■ EXERCISE DIRECTIONS
Convert all of the material below into a Markdown table with the columns Row and Line, one numbered row per line, skipping any blank lines. Leave the pictures out of the answer.
** START OF RAW DATA **
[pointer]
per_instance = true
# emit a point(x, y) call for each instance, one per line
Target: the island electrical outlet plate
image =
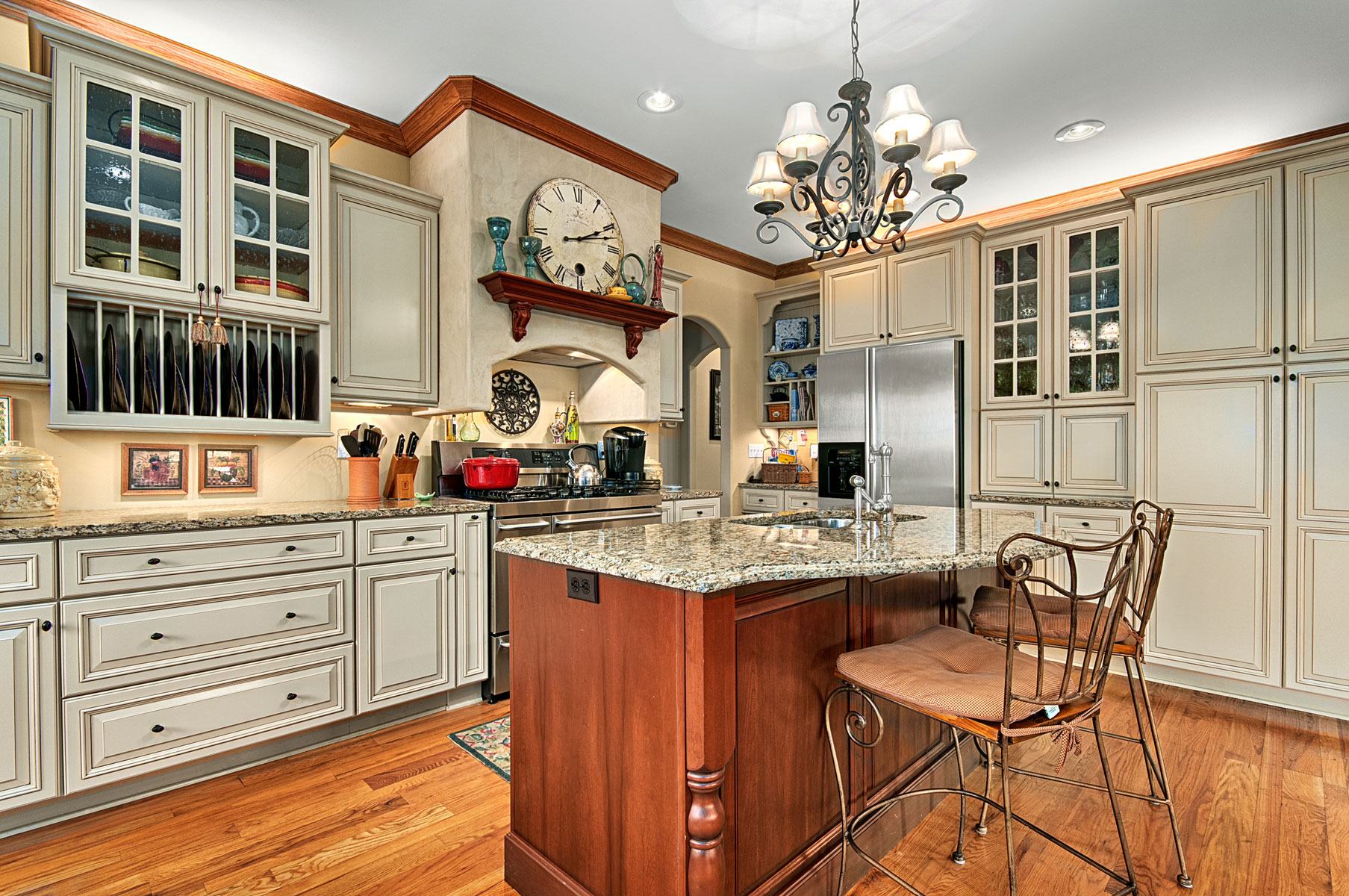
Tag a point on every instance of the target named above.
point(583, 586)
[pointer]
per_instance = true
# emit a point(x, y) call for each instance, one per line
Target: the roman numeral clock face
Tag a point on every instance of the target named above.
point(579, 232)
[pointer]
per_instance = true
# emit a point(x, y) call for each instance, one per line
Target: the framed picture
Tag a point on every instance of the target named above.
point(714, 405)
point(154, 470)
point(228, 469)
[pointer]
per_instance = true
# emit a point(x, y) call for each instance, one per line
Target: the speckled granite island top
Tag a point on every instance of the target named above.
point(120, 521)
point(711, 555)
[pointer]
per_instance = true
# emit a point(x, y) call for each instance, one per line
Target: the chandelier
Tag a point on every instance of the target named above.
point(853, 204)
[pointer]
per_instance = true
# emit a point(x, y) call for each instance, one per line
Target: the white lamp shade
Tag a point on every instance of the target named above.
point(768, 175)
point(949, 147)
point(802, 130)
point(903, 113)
** END OF RAW DATA **
■ SOLVED EXERCISE
| Row | Line |
|---|---|
| 1 | [pointer] |
| 2 | per_instance = true |
| 3 | # emit a point(x, y) call for each instance, one per line |
| 4 | Target: the island electrical outlet plate |
| 5 | image = |
| 6 | Tag a point on every instance of the target named above. |
| 7 | point(583, 586) |
| 8 | [pointer] |
| 9 | per_instance = true |
| 10 | # emit a point(x, y) call for each instance, one per line |
| 11 | Target: the roman numeral clock face |
| 12 | Tag a point on every instance of the target named above. |
| 13 | point(579, 232) |
| 14 | [pointer] |
| 15 | per_instance = true |
| 16 | # emit a point(x, y) call for each instance, one per line |
| 17 | Target: the framed picture |
| 18 | Tag a point on every instance of the target named above. |
| 19 | point(714, 405) |
| 20 | point(154, 470) |
| 21 | point(228, 469) |
| 22 | [pointer] |
| 23 | per_instance = true |
| 24 | # emit a point(x, y) call for each instance, one per line |
| 25 | Target: the speckled granite island top |
| 26 | Tag a point on every instance of the target named above. |
| 27 | point(120, 521) |
| 28 | point(711, 555) |
| 29 | [pointer] |
| 30 | per_instance = true |
| 31 | # emit a point(x, y) call for each instance, one per line |
| 32 | Target: the chandelier |
| 33 | Tag a point on every instance of the target named above. |
| 34 | point(853, 204) |
| 35 | [pointer] |
| 36 | per_instance = true |
| 37 | # emit a point(x, y) call for each instance, one per line |
| 38 | Target: the white lamp shade |
| 39 | Tag a point on every instance of the target named above. |
| 40 | point(768, 175) |
| 41 | point(949, 147) |
| 42 | point(802, 130) |
| 43 | point(903, 113) |